SELECTED EXCERPT:
• • • • •

In part, the outcomes of the project are dependent on the families served. As shown in the previous section, the agencies were located in diverse sections of New York City and Long Island. However, the agencies reported similarities in the characteristics of families served.
All of the agencies reported that most of the families served were either Black or Hispanic and that most of the "families" consisted of single mothers ages 20 to 40. Miracle Makers reported serving a significant number of teen mothers who caseworkers indicated were one of the most resistant groups to serve. New York Foundling reported serving teen mothers through a program outside of the HomeRebuilders demonstration. The majority of families had at least two children. Although the agencies were unable to quote an average age for the children in care, several of the agencies reported a decline in the number of newborns served. The agencies reporting a decrease attributed it to a change in New York City policy regarding babies born with positive toxicology reports. In 1992, a clarification of state policy regarding children reported by hospitals with positive toxicology for cocaine was issued. Up to this time, children in allegations with a confirmed positive toxicology report were routinely placed into foster care based solely on that evidence. The clarification emphasized that the medical report alone was not credible evidence of child abuse or neglect. The new state policy required that other credible evidence was necessary to substantiate an allegation of abuse or neglect and place the child into the care of the state.

• • • • •

EXERCISE DATA:
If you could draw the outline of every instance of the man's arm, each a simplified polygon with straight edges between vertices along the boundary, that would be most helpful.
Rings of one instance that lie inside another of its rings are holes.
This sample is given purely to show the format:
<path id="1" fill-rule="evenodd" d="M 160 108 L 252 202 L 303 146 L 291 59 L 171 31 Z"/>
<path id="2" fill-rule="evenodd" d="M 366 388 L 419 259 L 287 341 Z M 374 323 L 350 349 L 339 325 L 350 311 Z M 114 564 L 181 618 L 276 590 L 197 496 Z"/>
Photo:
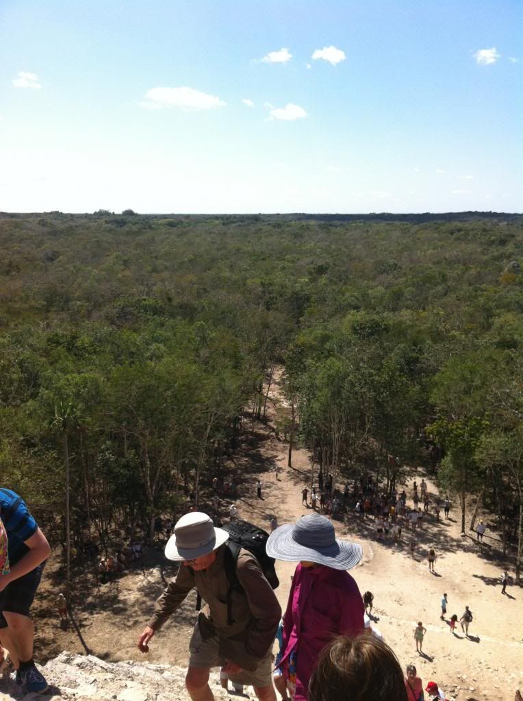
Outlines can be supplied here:
<path id="1" fill-rule="evenodd" d="M 178 573 L 167 585 L 154 606 L 154 613 L 148 625 L 154 631 L 159 630 L 194 587 L 194 573 L 190 567 L 180 564 Z"/>
<path id="2" fill-rule="evenodd" d="M 5 589 L 10 582 L 20 579 L 25 574 L 32 571 L 49 557 L 51 549 L 39 528 L 37 527 L 33 535 L 24 542 L 29 548 L 29 552 L 26 552 L 16 564 L 13 565 L 8 574 L 0 577 L 0 591 Z"/>
<path id="3" fill-rule="evenodd" d="M 169 582 L 163 593 L 156 599 L 154 613 L 138 638 L 140 652 L 149 652 L 149 643 L 152 637 L 174 613 L 193 587 L 194 572 L 190 567 L 180 564 L 176 577 Z"/>
<path id="4" fill-rule="evenodd" d="M 245 650 L 257 662 L 265 657 L 274 642 L 281 607 L 259 564 L 251 555 L 240 554 L 236 574 L 254 619 L 248 632 Z"/>

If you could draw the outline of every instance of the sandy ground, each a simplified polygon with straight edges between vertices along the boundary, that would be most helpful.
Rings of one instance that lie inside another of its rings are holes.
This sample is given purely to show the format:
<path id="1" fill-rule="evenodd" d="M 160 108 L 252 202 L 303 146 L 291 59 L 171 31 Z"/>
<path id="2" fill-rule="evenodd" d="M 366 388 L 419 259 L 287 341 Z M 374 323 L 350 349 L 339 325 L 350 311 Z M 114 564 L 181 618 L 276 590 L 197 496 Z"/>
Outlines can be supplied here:
<path id="1" fill-rule="evenodd" d="M 277 375 L 277 379 L 278 379 Z M 271 392 L 278 401 L 276 382 Z M 271 402 L 270 402 L 271 403 Z M 273 407 L 269 409 L 269 419 Z M 268 529 L 273 515 L 279 524 L 291 522 L 310 508 L 301 505 L 301 489 L 310 484 L 310 456 L 303 449 L 293 452 L 292 468 L 287 467 L 288 446 L 262 424 L 247 433 L 241 449 L 228 469 L 240 477 L 237 505 L 240 517 Z M 275 468 L 280 467 L 278 479 Z M 316 472 L 317 470 L 315 470 Z M 414 479 L 419 484 L 425 476 L 431 494 L 436 486 L 421 472 L 413 473 L 407 484 L 407 494 Z M 256 482 L 263 484 L 264 499 L 256 497 Z M 396 653 L 403 667 L 413 662 L 423 681 L 436 681 L 449 697 L 459 701 L 470 699 L 512 701 L 514 690 L 523 687 L 523 593 L 515 586 L 501 594 L 499 577 L 505 563 L 498 541 L 487 531 L 482 546 L 469 536 L 462 538 L 456 509 L 450 519 L 437 522 L 430 515 L 418 531 L 418 547 L 412 557 L 408 544 L 412 534 L 404 531 L 403 543 L 379 542 L 374 522 L 360 523 L 355 517 L 345 522 L 334 522 L 339 536 L 347 537 L 363 547 L 362 562 L 351 574 L 360 592 L 374 594 L 374 625 Z M 426 554 L 436 551 L 436 572 L 428 571 Z M 156 562 L 162 563 L 154 566 Z M 85 585 L 76 596 L 74 615 L 81 636 L 73 627 L 64 631 L 52 618 L 53 603 L 60 584 L 53 576 L 53 561 L 46 582 L 41 587 L 36 607 L 37 654 L 39 658 L 57 655 L 62 650 L 90 651 L 102 658 L 137 660 L 141 653 L 136 641 L 152 611 L 155 598 L 165 580 L 175 569 L 161 557 L 151 554 L 143 569 L 129 572 L 115 582 L 93 587 L 93 575 L 86 573 Z M 280 586 L 278 599 L 285 608 L 294 566 L 277 565 Z M 445 621 L 440 619 L 440 600 L 448 594 L 447 617 L 461 617 L 466 604 L 474 615 L 466 638 L 459 625 L 453 636 Z M 196 620 L 196 596 L 191 595 L 175 616 L 157 634 L 147 658 L 153 662 L 185 665 L 188 641 Z M 416 651 L 414 629 L 418 620 L 427 629 L 423 641 L 424 655 Z M 143 659 L 143 658 L 142 657 Z"/>

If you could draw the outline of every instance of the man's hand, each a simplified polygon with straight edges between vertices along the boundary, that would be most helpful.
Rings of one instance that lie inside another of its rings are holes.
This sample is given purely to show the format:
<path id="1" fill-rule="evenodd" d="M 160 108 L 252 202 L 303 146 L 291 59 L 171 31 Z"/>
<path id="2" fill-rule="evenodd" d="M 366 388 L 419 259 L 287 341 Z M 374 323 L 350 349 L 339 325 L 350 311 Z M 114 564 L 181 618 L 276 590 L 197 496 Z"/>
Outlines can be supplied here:
<path id="1" fill-rule="evenodd" d="M 138 649 L 141 653 L 149 652 L 149 641 L 154 635 L 154 631 L 150 625 L 146 625 L 138 639 Z"/>
<path id="2" fill-rule="evenodd" d="M 222 667 L 222 671 L 224 672 L 226 674 L 239 674 L 242 671 L 242 668 L 229 660 L 225 667 Z"/>

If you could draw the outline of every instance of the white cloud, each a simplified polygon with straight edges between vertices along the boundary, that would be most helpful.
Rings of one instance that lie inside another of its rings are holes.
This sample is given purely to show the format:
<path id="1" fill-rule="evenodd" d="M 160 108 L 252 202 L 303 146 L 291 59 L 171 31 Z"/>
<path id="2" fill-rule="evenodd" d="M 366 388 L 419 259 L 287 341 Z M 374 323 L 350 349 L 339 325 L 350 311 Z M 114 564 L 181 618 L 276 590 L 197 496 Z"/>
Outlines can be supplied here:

• • • • •

TASKS TO CARRY OUT:
• A. Answer these questions from the passage on families served, one line each:
(i) Which agency reported serving a significant number of teen mothers?
(ii) In what year was the clarification of state policy on positive toxicology for cocaine issued?
(iii) What age range did most of the single mothers fall in?
• B. Quote the passage on families served from "In part, the" to "of families served.".
• C. Decide whether each statement agrees with the passage on families served. Answer yes or no, and quote the words that settle it.
(i) New York Foundling served teen mothers through the HomeRebuilders demonstration.
(ii) The agencies gave an average age for the children in care.
(iii) Under the clarified state policy, the medical report alone was not credible evidence of child abuse or neglect.

COMPLETED EXERCISE:
• A.
(i) Miracle Makers
(ii) 1992
(iii) 20 to 40

• B.
In part, the outcomes of the project are dependent on the families served. As shown in the previous section, the agencies were located in diverse sections of New York City and Long Island. However, the agencies reported similarities in the characteristics of families served.

• C.
(i) No: "New York Foundling reported serving teen mothers through a program outside of the HomeRebuilders demonstration."
(ii) No: "the agencies were unable to quote an average age for the children in care"
(iii) Yes: "The clarification emphasized that the medical report alone was not credible evidence of child abuse or neglect."